Image point grounding data
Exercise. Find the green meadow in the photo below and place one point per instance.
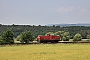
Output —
(45, 52)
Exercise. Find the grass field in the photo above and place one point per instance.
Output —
(46, 52)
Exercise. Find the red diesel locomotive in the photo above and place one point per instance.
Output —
(48, 38)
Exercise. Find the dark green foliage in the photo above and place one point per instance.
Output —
(27, 37)
(7, 37)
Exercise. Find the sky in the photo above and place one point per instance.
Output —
(42, 12)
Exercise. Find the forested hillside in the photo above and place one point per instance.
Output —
(42, 30)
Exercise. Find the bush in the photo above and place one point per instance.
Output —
(77, 37)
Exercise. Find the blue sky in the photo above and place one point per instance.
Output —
(41, 12)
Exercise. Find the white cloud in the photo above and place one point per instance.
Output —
(83, 12)
(62, 9)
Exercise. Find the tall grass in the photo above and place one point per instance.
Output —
(46, 52)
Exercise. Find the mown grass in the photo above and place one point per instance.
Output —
(46, 52)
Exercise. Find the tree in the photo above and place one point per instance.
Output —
(66, 36)
(49, 33)
(7, 37)
(88, 36)
(27, 37)
(60, 33)
(77, 37)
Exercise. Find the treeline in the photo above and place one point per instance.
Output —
(42, 30)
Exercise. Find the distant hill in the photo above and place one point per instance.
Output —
(65, 25)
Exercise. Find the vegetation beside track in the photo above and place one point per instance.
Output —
(46, 52)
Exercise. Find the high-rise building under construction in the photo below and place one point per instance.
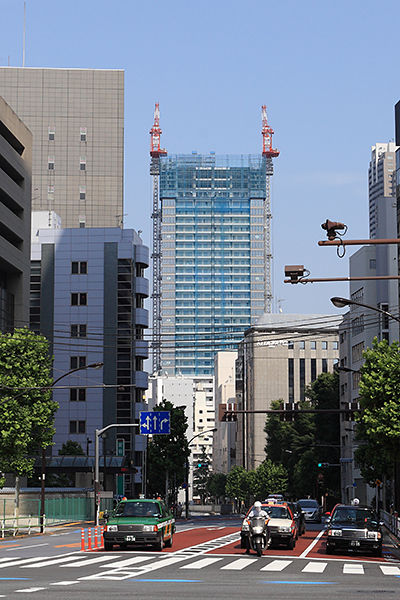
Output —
(212, 255)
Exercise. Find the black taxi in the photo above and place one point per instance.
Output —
(139, 522)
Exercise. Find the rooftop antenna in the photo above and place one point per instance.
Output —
(23, 45)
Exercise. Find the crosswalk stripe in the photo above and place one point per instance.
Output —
(314, 568)
(200, 564)
(389, 570)
(239, 564)
(354, 569)
(16, 563)
(91, 561)
(126, 563)
(276, 565)
(49, 563)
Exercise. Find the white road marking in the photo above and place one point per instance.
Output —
(64, 583)
(200, 564)
(353, 569)
(389, 570)
(314, 568)
(239, 564)
(91, 561)
(313, 543)
(126, 563)
(276, 565)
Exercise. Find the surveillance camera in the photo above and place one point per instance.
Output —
(294, 272)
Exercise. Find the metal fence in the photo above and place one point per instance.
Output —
(57, 510)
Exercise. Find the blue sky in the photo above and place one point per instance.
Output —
(328, 73)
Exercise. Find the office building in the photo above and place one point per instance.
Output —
(15, 218)
(278, 358)
(212, 249)
(88, 288)
(76, 117)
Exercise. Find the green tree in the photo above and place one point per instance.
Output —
(201, 473)
(380, 397)
(27, 409)
(216, 486)
(167, 455)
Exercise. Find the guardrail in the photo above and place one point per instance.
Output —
(30, 524)
(392, 522)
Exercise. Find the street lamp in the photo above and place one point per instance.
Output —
(187, 468)
(43, 488)
(342, 302)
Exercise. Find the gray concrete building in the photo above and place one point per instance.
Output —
(76, 117)
(88, 288)
(15, 218)
(278, 357)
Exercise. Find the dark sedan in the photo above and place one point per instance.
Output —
(353, 528)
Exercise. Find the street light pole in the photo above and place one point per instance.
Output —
(187, 468)
(98, 433)
(43, 481)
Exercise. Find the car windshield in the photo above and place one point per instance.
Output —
(136, 509)
(360, 516)
(308, 503)
(278, 512)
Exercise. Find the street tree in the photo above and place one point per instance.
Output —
(26, 406)
(167, 455)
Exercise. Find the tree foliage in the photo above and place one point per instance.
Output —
(27, 409)
(167, 454)
(379, 387)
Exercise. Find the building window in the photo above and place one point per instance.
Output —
(77, 395)
(79, 268)
(302, 379)
(313, 369)
(77, 426)
(78, 330)
(77, 362)
(79, 299)
(291, 379)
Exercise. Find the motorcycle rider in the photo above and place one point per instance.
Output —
(256, 511)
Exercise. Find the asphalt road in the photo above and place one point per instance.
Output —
(205, 562)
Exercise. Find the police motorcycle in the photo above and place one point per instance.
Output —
(258, 537)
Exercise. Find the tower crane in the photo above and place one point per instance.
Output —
(269, 154)
(155, 152)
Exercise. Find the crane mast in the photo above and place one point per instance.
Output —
(269, 154)
(155, 152)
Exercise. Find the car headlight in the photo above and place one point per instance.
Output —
(335, 532)
(373, 535)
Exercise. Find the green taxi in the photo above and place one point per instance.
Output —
(139, 522)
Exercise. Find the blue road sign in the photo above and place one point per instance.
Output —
(155, 422)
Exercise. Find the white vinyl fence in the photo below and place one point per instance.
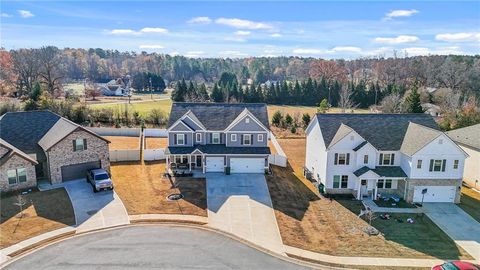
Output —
(279, 159)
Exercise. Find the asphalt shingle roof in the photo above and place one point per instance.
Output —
(218, 149)
(469, 136)
(25, 129)
(383, 131)
(217, 116)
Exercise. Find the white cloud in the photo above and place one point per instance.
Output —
(242, 33)
(194, 54)
(25, 13)
(458, 37)
(123, 32)
(243, 24)
(401, 13)
(309, 51)
(154, 30)
(200, 20)
(396, 40)
(151, 46)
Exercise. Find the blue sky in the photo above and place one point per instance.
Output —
(326, 29)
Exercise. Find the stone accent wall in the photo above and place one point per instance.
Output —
(62, 154)
(16, 162)
(412, 183)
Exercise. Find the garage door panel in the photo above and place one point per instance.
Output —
(247, 165)
(77, 171)
(435, 194)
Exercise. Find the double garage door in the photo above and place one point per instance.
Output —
(77, 171)
(435, 194)
(237, 165)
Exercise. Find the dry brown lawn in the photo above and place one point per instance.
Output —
(155, 143)
(44, 211)
(123, 142)
(143, 190)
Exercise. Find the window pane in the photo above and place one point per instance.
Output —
(12, 177)
(22, 175)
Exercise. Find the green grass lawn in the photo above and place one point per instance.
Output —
(470, 202)
(142, 107)
(423, 236)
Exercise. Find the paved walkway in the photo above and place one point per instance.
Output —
(240, 204)
(375, 208)
(95, 210)
(457, 224)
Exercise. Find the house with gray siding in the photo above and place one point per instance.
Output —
(47, 147)
(217, 137)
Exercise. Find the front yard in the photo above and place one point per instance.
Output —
(44, 211)
(143, 190)
(470, 202)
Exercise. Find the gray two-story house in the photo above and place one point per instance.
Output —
(217, 137)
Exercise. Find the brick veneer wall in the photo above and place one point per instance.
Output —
(16, 162)
(62, 154)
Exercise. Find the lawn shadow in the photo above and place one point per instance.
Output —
(421, 237)
(289, 194)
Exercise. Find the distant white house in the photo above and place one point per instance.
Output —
(370, 154)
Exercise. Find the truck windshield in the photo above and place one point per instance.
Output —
(101, 176)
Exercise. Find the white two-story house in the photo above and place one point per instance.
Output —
(371, 154)
(218, 137)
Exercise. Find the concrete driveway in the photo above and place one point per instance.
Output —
(457, 224)
(95, 210)
(241, 204)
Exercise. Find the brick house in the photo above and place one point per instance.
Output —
(59, 149)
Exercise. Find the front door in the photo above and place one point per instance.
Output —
(364, 188)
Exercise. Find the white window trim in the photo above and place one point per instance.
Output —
(216, 135)
(183, 139)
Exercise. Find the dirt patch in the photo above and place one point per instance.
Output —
(144, 190)
(123, 143)
(44, 211)
(155, 143)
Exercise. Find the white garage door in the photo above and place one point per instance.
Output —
(435, 194)
(247, 165)
(215, 164)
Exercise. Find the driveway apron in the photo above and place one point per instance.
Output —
(457, 224)
(95, 210)
(241, 204)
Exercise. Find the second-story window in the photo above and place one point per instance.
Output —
(386, 159)
(247, 139)
(180, 139)
(342, 159)
(216, 138)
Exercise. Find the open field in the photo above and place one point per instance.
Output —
(123, 142)
(143, 190)
(155, 143)
(470, 202)
(44, 211)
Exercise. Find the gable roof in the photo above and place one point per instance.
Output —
(469, 136)
(217, 116)
(382, 131)
(417, 137)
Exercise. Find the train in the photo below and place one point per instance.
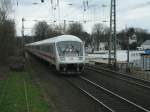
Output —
(65, 52)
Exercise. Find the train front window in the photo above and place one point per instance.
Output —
(70, 48)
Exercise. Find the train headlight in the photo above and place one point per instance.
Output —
(62, 58)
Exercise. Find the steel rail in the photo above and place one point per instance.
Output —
(121, 78)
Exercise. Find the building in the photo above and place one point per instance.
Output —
(146, 44)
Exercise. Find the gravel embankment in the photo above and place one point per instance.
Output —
(64, 97)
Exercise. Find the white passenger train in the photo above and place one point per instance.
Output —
(66, 52)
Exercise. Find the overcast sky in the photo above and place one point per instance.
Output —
(130, 13)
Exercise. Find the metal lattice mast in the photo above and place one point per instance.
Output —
(112, 37)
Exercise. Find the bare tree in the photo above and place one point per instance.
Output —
(43, 31)
(7, 31)
(100, 33)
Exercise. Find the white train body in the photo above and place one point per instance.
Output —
(66, 52)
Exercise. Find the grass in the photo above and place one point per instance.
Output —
(18, 94)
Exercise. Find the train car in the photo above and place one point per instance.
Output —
(66, 52)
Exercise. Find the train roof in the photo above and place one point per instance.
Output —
(57, 39)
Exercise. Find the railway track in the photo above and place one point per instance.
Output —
(110, 101)
(124, 77)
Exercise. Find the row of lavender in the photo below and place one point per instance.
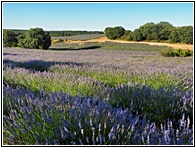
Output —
(114, 98)
(59, 119)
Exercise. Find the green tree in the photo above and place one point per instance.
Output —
(137, 35)
(174, 36)
(149, 31)
(35, 39)
(9, 38)
(164, 30)
(186, 34)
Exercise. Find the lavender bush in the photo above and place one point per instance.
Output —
(98, 96)
(57, 118)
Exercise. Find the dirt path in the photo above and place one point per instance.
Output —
(105, 39)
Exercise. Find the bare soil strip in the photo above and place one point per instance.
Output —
(105, 39)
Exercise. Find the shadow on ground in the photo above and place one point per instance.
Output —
(81, 48)
(37, 65)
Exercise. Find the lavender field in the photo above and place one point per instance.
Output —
(97, 94)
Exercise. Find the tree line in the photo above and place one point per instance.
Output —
(36, 38)
(160, 32)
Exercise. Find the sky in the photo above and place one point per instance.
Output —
(94, 16)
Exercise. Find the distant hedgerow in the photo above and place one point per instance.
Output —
(170, 52)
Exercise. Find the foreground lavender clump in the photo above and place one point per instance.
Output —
(60, 119)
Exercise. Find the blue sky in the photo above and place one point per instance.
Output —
(94, 16)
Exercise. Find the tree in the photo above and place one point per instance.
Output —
(182, 34)
(174, 36)
(137, 35)
(186, 34)
(9, 38)
(164, 30)
(149, 31)
(114, 33)
(35, 39)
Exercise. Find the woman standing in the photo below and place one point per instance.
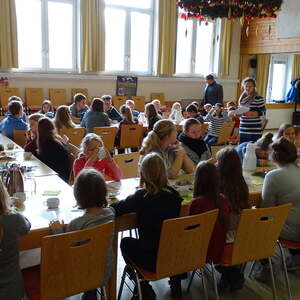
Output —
(251, 121)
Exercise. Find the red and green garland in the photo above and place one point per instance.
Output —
(230, 9)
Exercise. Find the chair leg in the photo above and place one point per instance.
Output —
(215, 280)
(273, 280)
(251, 269)
(190, 282)
(122, 282)
(204, 284)
(287, 281)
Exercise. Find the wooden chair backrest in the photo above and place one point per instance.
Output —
(58, 96)
(75, 135)
(118, 101)
(74, 262)
(165, 115)
(139, 102)
(5, 93)
(33, 239)
(225, 133)
(186, 250)
(159, 96)
(128, 163)
(204, 128)
(34, 97)
(215, 149)
(131, 135)
(264, 123)
(19, 137)
(257, 233)
(179, 128)
(108, 135)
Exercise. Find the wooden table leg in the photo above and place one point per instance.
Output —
(112, 285)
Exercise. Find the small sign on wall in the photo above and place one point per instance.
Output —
(126, 86)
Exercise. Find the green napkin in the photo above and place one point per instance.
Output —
(51, 193)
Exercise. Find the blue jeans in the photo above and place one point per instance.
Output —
(249, 137)
(210, 139)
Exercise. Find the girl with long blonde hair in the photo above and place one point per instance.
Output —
(12, 226)
(163, 141)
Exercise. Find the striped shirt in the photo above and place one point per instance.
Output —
(253, 125)
(215, 123)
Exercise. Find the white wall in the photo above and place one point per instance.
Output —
(174, 88)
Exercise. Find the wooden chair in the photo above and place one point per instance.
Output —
(5, 93)
(264, 123)
(225, 133)
(178, 253)
(19, 137)
(131, 136)
(118, 101)
(108, 135)
(159, 96)
(34, 98)
(75, 135)
(128, 164)
(204, 128)
(256, 238)
(70, 263)
(58, 97)
(139, 102)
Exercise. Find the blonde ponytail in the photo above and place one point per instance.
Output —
(161, 129)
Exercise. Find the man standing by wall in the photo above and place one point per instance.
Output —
(213, 91)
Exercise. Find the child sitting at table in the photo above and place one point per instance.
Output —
(94, 155)
(155, 202)
(216, 117)
(12, 226)
(208, 197)
(47, 109)
(13, 120)
(31, 136)
(90, 194)
(176, 114)
(234, 187)
(191, 140)
(128, 118)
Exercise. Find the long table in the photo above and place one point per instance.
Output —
(45, 179)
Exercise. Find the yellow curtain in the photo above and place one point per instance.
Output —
(93, 35)
(8, 35)
(167, 37)
(226, 38)
(296, 66)
(262, 75)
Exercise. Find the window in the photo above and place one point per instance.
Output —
(278, 77)
(129, 35)
(196, 47)
(46, 35)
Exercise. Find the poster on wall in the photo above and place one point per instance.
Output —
(3, 81)
(126, 86)
(288, 20)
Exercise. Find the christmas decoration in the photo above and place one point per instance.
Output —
(231, 9)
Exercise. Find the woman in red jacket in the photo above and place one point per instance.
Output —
(95, 156)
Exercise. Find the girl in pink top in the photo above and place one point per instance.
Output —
(95, 156)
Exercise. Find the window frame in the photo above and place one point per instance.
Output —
(275, 58)
(127, 47)
(45, 41)
(214, 50)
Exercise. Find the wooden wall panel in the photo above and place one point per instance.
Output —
(260, 37)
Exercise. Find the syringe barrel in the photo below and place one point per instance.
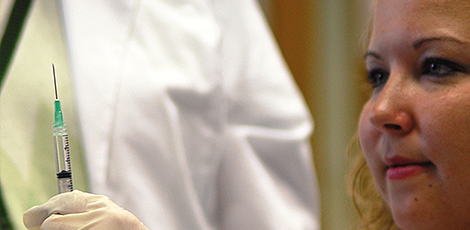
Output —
(62, 153)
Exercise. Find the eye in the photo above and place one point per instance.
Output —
(441, 67)
(377, 77)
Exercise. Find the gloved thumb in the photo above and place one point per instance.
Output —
(65, 203)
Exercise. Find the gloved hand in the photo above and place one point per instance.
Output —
(79, 210)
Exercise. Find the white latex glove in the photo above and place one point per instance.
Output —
(79, 210)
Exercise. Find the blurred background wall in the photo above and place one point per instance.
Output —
(321, 41)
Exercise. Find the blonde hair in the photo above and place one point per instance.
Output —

To do => From the entries above, extract every line where the word "woman" appears.

Expected output =>
Exercise. Find the woman standing in the photo below and place one point per instance.
Exercise. Find the woman in red jacket in the photo above and place one point per instance.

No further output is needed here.